Dataset entries:

^^^^^^^^^^^^^^^^

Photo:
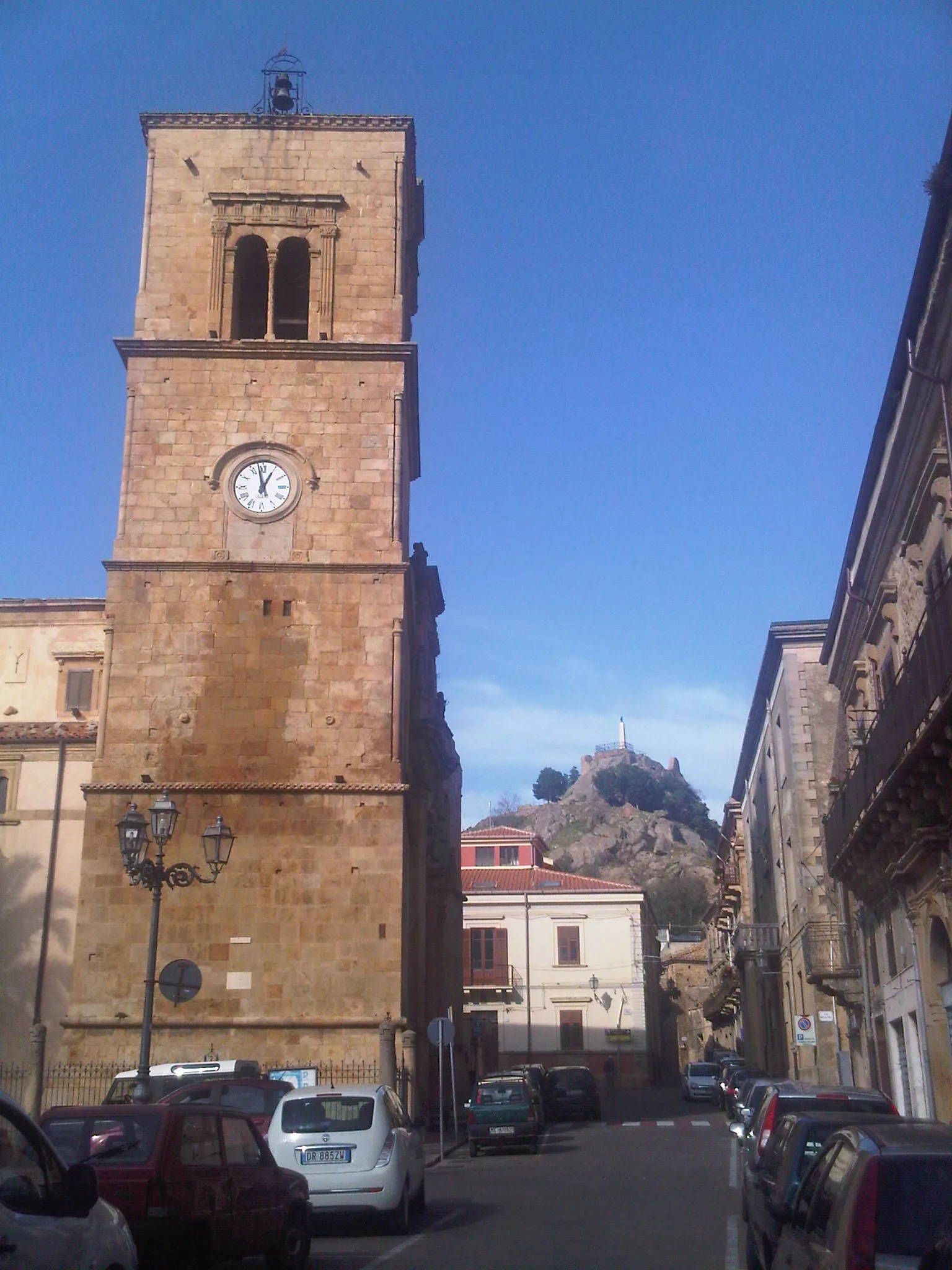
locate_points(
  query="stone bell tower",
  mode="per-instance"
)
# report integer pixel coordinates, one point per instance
(271, 643)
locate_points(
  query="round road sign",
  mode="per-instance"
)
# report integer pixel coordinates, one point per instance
(179, 981)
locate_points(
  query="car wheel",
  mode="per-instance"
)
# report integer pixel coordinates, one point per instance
(295, 1245)
(399, 1220)
(752, 1259)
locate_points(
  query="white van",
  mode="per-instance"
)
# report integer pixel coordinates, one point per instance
(168, 1077)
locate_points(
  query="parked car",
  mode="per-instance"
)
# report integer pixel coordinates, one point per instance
(535, 1075)
(501, 1113)
(571, 1093)
(874, 1197)
(167, 1077)
(700, 1081)
(197, 1185)
(785, 1096)
(357, 1148)
(51, 1215)
(794, 1146)
(255, 1096)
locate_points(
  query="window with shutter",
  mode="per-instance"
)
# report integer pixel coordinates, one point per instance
(79, 690)
(569, 945)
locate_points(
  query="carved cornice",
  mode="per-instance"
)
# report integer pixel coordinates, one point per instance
(226, 566)
(243, 788)
(42, 733)
(278, 123)
(270, 350)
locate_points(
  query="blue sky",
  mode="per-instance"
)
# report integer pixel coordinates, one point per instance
(668, 247)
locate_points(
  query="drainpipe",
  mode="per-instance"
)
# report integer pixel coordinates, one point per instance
(528, 986)
(923, 1016)
(37, 1033)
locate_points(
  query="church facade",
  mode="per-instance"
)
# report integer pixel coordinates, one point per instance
(271, 638)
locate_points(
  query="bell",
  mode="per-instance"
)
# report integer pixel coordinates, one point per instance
(282, 99)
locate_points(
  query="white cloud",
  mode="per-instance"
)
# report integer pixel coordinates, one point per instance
(505, 738)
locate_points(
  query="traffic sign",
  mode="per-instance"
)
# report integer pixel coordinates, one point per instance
(441, 1030)
(806, 1032)
(179, 981)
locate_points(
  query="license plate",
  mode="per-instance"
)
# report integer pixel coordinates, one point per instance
(325, 1155)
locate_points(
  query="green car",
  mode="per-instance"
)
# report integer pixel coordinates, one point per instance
(501, 1114)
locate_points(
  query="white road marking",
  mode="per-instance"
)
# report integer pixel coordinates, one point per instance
(408, 1244)
(731, 1255)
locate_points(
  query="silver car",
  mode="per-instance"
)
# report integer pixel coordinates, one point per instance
(356, 1147)
(700, 1081)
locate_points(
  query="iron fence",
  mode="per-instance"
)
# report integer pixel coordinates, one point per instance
(924, 677)
(88, 1083)
(64, 1083)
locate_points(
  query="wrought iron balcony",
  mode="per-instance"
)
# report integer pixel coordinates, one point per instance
(828, 951)
(752, 938)
(496, 977)
(923, 682)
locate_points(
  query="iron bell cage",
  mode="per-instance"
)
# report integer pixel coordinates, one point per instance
(283, 87)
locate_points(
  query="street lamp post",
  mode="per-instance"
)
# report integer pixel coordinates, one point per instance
(218, 841)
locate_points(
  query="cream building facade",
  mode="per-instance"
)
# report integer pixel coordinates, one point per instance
(51, 658)
(560, 969)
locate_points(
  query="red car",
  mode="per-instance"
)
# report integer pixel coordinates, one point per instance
(197, 1184)
(255, 1096)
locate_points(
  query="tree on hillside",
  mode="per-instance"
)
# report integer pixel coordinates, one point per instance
(550, 785)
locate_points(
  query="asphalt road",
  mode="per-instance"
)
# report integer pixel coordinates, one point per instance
(658, 1197)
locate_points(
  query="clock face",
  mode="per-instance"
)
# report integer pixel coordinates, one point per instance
(262, 487)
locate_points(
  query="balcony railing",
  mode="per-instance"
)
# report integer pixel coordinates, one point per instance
(924, 677)
(493, 977)
(828, 951)
(757, 938)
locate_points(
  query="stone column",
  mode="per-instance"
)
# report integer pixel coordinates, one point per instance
(329, 251)
(413, 1096)
(216, 282)
(387, 1054)
(272, 262)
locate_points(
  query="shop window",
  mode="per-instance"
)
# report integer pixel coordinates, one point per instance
(249, 318)
(570, 1030)
(293, 290)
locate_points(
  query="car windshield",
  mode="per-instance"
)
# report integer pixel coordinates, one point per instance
(914, 1196)
(117, 1141)
(500, 1093)
(327, 1113)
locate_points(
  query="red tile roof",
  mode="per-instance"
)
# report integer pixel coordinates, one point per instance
(522, 878)
(499, 831)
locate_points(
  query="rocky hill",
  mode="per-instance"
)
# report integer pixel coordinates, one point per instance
(651, 849)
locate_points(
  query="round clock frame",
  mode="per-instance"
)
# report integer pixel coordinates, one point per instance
(280, 460)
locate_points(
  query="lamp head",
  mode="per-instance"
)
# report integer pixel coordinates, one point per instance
(218, 841)
(134, 837)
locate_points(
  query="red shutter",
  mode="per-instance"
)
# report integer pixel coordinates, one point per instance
(501, 957)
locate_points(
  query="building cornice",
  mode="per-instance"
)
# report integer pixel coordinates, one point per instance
(45, 733)
(270, 350)
(244, 788)
(277, 122)
(252, 567)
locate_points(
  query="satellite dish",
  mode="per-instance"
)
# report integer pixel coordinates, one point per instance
(179, 981)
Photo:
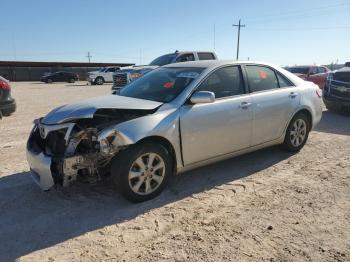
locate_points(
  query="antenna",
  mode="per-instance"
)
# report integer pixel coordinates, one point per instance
(239, 33)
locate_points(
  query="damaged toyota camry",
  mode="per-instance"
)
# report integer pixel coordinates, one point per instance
(176, 118)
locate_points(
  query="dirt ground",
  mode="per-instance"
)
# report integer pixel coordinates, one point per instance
(266, 206)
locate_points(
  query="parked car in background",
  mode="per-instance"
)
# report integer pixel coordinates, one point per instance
(175, 118)
(336, 94)
(7, 103)
(129, 74)
(102, 76)
(60, 76)
(315, 74)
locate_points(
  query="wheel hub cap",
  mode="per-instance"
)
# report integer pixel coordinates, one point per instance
(298, 132)
(146, 173)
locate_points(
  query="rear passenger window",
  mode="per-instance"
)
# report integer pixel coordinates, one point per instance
(185, 58)
(283, 82)
(224, 82)
(206, 56)
(321, 70)
(261, 78)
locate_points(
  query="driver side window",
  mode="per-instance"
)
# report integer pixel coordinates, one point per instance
(224, 82)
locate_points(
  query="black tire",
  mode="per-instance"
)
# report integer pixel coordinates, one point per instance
(125, 161)
(288, 143)
(99, 80)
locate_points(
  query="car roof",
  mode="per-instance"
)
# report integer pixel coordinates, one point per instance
(215, 63)
(300, 66)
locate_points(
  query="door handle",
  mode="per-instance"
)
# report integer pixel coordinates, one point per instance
(293, 94)
(245, 105)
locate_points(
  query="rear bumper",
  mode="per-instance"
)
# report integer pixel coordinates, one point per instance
(40, 168)
(336, 101)
(8, 108)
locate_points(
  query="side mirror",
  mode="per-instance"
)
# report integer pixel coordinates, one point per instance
(202, 97)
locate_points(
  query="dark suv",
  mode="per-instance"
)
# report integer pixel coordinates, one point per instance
(7, 103)
(60, 76)
(336, 94)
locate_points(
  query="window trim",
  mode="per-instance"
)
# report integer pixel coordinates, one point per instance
(246, 91)
(244, 66)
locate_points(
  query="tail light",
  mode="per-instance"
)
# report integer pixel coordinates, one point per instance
(4, 85)
(319, 92)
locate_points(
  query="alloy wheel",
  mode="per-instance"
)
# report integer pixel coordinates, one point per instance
(146, 174)
(298, 132)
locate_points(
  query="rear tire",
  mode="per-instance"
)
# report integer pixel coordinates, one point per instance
(99, 81)
(297, 133)
(142, 171)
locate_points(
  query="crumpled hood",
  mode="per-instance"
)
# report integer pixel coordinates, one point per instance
(87, 108)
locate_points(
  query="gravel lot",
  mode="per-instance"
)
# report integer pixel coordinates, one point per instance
(266, 206)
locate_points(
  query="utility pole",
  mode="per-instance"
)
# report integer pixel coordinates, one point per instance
(214, 36)
(89, 56)
(239, 33)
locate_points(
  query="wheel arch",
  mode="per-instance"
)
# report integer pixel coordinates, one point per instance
(306, 112)
(165, 143)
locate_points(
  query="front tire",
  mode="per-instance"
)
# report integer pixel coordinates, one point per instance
(297, 133)
(142, 171)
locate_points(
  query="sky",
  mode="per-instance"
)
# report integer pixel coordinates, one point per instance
(283, 32)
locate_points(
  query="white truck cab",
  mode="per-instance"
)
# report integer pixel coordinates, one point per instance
(103, 75)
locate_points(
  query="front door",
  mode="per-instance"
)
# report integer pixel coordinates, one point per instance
(218, 128)
(275, 100)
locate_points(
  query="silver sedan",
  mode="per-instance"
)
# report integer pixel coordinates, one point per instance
(176, 118)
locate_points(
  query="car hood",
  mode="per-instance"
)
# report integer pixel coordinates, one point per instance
(87, 108)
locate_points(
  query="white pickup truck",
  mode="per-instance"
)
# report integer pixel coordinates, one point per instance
(101, 76)
(131, 73)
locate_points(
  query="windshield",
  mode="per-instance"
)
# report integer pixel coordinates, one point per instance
(163, 60)
(161, 85)
(299, 70)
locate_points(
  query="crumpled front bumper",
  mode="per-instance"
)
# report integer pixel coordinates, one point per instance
(40, 168)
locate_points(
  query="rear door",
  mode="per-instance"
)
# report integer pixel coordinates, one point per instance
(224, 126)
(275, 99)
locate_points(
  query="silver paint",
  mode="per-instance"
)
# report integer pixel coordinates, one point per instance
(207, 132)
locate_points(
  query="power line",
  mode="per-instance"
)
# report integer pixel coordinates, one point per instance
(297, 13)
(239, 33)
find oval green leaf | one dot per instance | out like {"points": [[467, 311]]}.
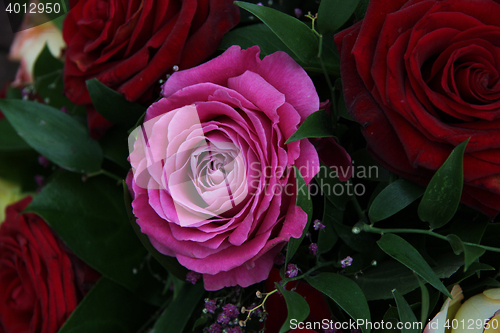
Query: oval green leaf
{"points": [[346, 293], [108, 307], [90, 218], [296, 35], [333, 14], [442, 196], [177, 314], [395, 197], [112, 105], [406, 254], [54, 134]]}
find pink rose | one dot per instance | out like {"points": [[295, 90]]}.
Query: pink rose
{"points": [[213, 179]]}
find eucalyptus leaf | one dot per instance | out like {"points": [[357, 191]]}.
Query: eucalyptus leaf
{"points": [[54, 134], [9, 139], [90, 218], [405, 253], [346, 293], [48, 80], [305, 203], [424, 292], [317, 125], [471, 252], [112, 105], [333, 14], [178, 312], [389, 274], [255, 34], [395, 197], [296, 35], [108, 307], [298, 309], [406, 314], [442, 196]]}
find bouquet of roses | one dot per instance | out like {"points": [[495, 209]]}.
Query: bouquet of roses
{"points": [[210, 166]]}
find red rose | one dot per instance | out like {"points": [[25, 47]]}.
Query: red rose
{"points": [[277, 311], [423, 76], [40, 283], [129, 45]]}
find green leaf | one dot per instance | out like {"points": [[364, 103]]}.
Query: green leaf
{"points": [[112, 105], [406, 315], [317, 125], [297, 306], [48, 80], [54, 134], [442, 196], [177, 314], [295, 34], [169, 263], [327, 237], [471, 252], [345, 292], [395, 197], [334, 13], [406, 254], [9, 140], [303, 201], [389, 274], [90, 218], [255, 34], [115, 146], [424, 292], [474, 268], [108, 307]]}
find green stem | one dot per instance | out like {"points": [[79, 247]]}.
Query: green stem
{"points": [[105, 173], [298, 277], [369, 228]]}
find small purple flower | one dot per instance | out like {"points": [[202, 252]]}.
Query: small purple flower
{"points": [[43, 161], [223, 319], [280, 259], [313, 249], [210, 305], [231, 311], [346, 262], [318, 225], [192, 277], [215, 328], [291, 271]]}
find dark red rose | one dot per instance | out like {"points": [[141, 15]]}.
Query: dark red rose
{"points": [[277, 312], [129, 45], [423, 76], [40, 282]]}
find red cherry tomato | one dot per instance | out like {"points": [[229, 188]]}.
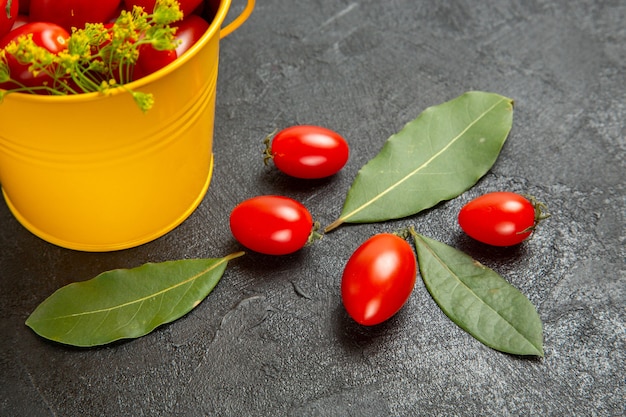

^^^^^^^^^^^^^^^^

▶ [What is being asked]: Of the lines above, copy each that contains "stone".

▶ [Exercise solution]:
  query="stone bell tower",
  query="stone column",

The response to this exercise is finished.